Text for analysis: Begin

Hayden City Council approves zone change
From right, Jeramie Terzulli presents to the Hayden City Council Tuesday, on behalf of Bassett Construction owner Paige Bassett, with owner of Olson Engineering Eric Olson.
From left, owners of Bassett Construction Paige and Kellie Bassett, and Jeramie Terzulli of Olson Engineering submit a request for a zone change at a Hayden City Council meeting Tuesday.
Staff Writer | May 25, 2023 1:00 AM
Hayden's City Council has changed zoning for a property on Reed Road south of Miles Avenue.
Council members Tuesday approved 3-1 the change from suburban to single-family residential for the nearly 1.5-acre lot. The request was made by Olson Engineering on behalf of property owner Bassett Construction as an initial step in subdividing the lot.
Councilwoman Sandra White cast the lone opposing vote. Council President Matt Roetter was initially torn on his decision, but ultimately voted to approve the zone change.
“On the one hand, we need to protect open lots,” Roetter said. “However, as a dad who has three daughters, and knowing the challenges that are out there for people to find housing. ... Housing has become so unaffordable that it’s hard for teachers, nurses, policemen, firemen and first responders to find places to live.”

Text for analysis: End
Entries provided: Begin

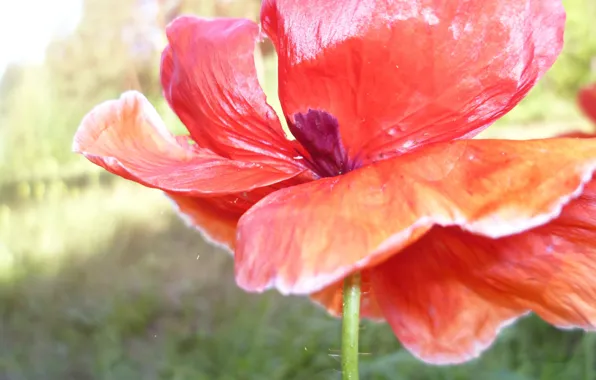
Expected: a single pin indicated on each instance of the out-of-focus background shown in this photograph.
(100, 280)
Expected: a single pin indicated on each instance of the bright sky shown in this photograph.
(27, 26)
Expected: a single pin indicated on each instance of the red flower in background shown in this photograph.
(454, 237)
(587, 101)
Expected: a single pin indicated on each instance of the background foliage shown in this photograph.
(99, 280)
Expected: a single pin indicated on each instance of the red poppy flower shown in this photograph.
(454, 237)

Entries provided: End

# Tasks:
1. List every person named in the article on the Hayden zone change.
2. Reproduce the part of the Hayden zone change article starting at "Hayden City Council approves" and ending at "of Miles Avenue.".

# Exercise responses:
1. Jeramie Terzulli, Paige Bassett, Eric Olson, Kellie Bassett, Sandra White, Matt Roetter

2.
Hayden City Council approves zone change
From right, Jeramie Terzulli presents to the Hayden City Council Tuesday, on behalf of Bassett Construction owner Paige Bassett, with owner of Olson Engineering Eric Olson.
From left, owners of Bassett Construction Paige and Kellie Bassett, and Jeramie Terzulli of Olson Engineering submit a request for a zone change at a Hayden City Council meeting Tuesday.
Staff Writer | May 25, 2023 1:00 AM
Hayden's City Council has changed zoning for a property on Reed Road south of Miles Avenue.